* _WHAT THE TASK REQUIRES_:
Rewrite the lines below with every "Outline" changed to "Mark" and nothing else altered, leaving out the pictures.

Segmentation dataset lines:
################

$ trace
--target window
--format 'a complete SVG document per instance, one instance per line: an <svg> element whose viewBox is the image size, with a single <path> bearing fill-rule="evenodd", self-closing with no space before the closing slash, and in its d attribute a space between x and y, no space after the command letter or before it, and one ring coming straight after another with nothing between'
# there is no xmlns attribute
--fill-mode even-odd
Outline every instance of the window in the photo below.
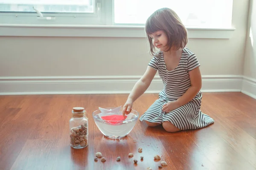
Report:
<svg viewBox="0 0 256 170"><path fill-rule="evenodd" d="M233 0L0 0L0 24L143 25L163 7L187 27L231 27Z"/></svg>

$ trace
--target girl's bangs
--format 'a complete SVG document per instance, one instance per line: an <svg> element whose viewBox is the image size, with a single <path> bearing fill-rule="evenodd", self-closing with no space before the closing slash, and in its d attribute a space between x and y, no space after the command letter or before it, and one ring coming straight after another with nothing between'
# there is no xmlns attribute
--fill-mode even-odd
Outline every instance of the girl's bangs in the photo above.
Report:
<svg viewBox="0 0 256 170"><path fill-rule="evenodd" d="M154 16L151 17L146 22L145 25L145 30L148 35L150 35L157 31L161 30L160 27L157 26L160 26Z"/></svg>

################

* _WRITTEN SOLUTION_:
$ trace
--target window
--format 'a complete SVG document per instance, one instance per line: an <svg> element whose viewBox is the image size, with a single <path> bearing fill-rule="evenodd", self-closing with no space before the closing slash, and in its d attribute a space between x and y, no space after the command letter or before it, and one ring coming straight after another with nothing between'
# there is no xmlns attribute
--fill-mode even-odd
Mark every instance of the window in the photo below.
Report:
<svg viewBox="0 0 256 170"><path fill-rule="evenodd" d="M233 0L0 0L0 24L143 25L163 7L187 27L231 27Z"/></svg>

$ trace
--target girl's bangs
--format 'a complete SVG document per instance, one instance per line: an <svg> element whose viewBox is the image size, with a single <path> bearing fill-rule="evenodd", self-closing with no space before the closing slash, and in its d attribute a space between x and y, no space after the command letter or before it, and one ring coming straight after another with nothing between'
# there is no xmlns attribute
--fill-mode even-odd
Mark every instance of the girl's bangs in the photo above.
Report:
<svg viewBox="0 0 256 170"><path fill-rule="evenodd" d="M154 16L151 17L146 22L145 25L145 30L148 35L150 35L157 31L161 30L160 27L157 26L160 26Z"/></svg>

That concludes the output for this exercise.